Task statement
Please rewrite the lines of the data from the one containing "Where can you find the truck cab" through the end of the data, inclusive, keeping the requests unchanged. Multiply every coordinate in the answers by 0.25 and round each result to a whole number, with halves rounded up.

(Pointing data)
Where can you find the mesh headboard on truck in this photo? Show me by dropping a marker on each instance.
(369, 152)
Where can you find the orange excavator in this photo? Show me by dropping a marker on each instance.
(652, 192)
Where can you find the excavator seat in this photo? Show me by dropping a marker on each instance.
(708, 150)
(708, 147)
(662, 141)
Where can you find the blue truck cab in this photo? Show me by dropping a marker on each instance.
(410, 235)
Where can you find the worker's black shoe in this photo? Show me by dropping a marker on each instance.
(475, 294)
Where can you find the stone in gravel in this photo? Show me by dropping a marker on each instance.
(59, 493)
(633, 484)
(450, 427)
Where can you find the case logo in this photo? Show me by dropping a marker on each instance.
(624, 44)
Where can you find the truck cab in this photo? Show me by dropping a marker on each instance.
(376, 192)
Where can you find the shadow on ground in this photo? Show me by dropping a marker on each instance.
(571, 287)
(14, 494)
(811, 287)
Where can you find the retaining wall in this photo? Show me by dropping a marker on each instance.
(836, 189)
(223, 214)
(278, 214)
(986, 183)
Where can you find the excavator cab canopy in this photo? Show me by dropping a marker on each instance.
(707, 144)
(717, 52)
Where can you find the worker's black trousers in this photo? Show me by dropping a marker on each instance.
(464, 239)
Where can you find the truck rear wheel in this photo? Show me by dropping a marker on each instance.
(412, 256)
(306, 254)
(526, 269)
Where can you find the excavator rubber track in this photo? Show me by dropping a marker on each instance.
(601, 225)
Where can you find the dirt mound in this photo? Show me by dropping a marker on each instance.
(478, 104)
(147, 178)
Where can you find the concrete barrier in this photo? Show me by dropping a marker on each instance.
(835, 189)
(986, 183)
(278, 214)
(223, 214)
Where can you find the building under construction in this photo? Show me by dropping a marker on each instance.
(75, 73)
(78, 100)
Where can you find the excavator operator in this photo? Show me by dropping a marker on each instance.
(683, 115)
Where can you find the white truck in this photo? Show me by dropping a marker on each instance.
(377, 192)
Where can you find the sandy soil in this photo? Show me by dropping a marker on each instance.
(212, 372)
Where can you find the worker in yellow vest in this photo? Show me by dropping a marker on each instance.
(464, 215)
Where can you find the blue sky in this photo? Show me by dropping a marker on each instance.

The completed task
Where can you find the truck cab in this photo? Show me by dropping a marker on each instance.
(94, 48)
Where can you find the shadow on ground in this photo? Show me by dropping a marker on each instance.
(143, 72)
(4, 124)
(203, 72)
Where can you find the retaining wall in this photo? Show me by dropping a marker on each instance.
(209, 47)
(56, 54)
(70, 54)
(247, 46)
Where can you find the excavator cab canopy in this photo? Show me by dropping a marker on each instance.
(177, 36)
(179, 13)
Where can you find the worker's black trousers in this photo? Show me by dropping a marker on each instance.
(116, 60)
Where can you find the truck rear wheel in this photo? Show me by dropping a marker on each instance.
(103, 64)
(77, 64)
(132, 67)
Where can you find the excavator rubber track in this photo? Show me by dropping a marker on each instance.
(150, 56)
Where can you find the dirt mound in this photo? Show me by dropping a marker on each instance.
(120, 26)
(37, 45)
Where can you find the concrete barrier in this photo? Show me by dropping a marker on each instance.
(209, 47)
(247, 46)
(70, 54)
(56, 54)
Where can you find the building under construction in this photo? Show me by dropping a marker on each instance.
(19, 18)
(20, 25)
Where can you find the excavator operator in this photo? Show me by dropping a marker on each instance.
(171, 29)
Where can you find the white truck in this photo? Show me by dropping a marker on each instance.
(94, 48)
Where can you find the sandy soil in this photo? Show me by dropping a marker on each instance.
(53, 93)
Where can you find the worker in yellow vest in this photo? Show me by dropping a marker on each instance.
(116, 54)
Where can you find the blue sky in this photo? Show me by dropping a marker on each instance.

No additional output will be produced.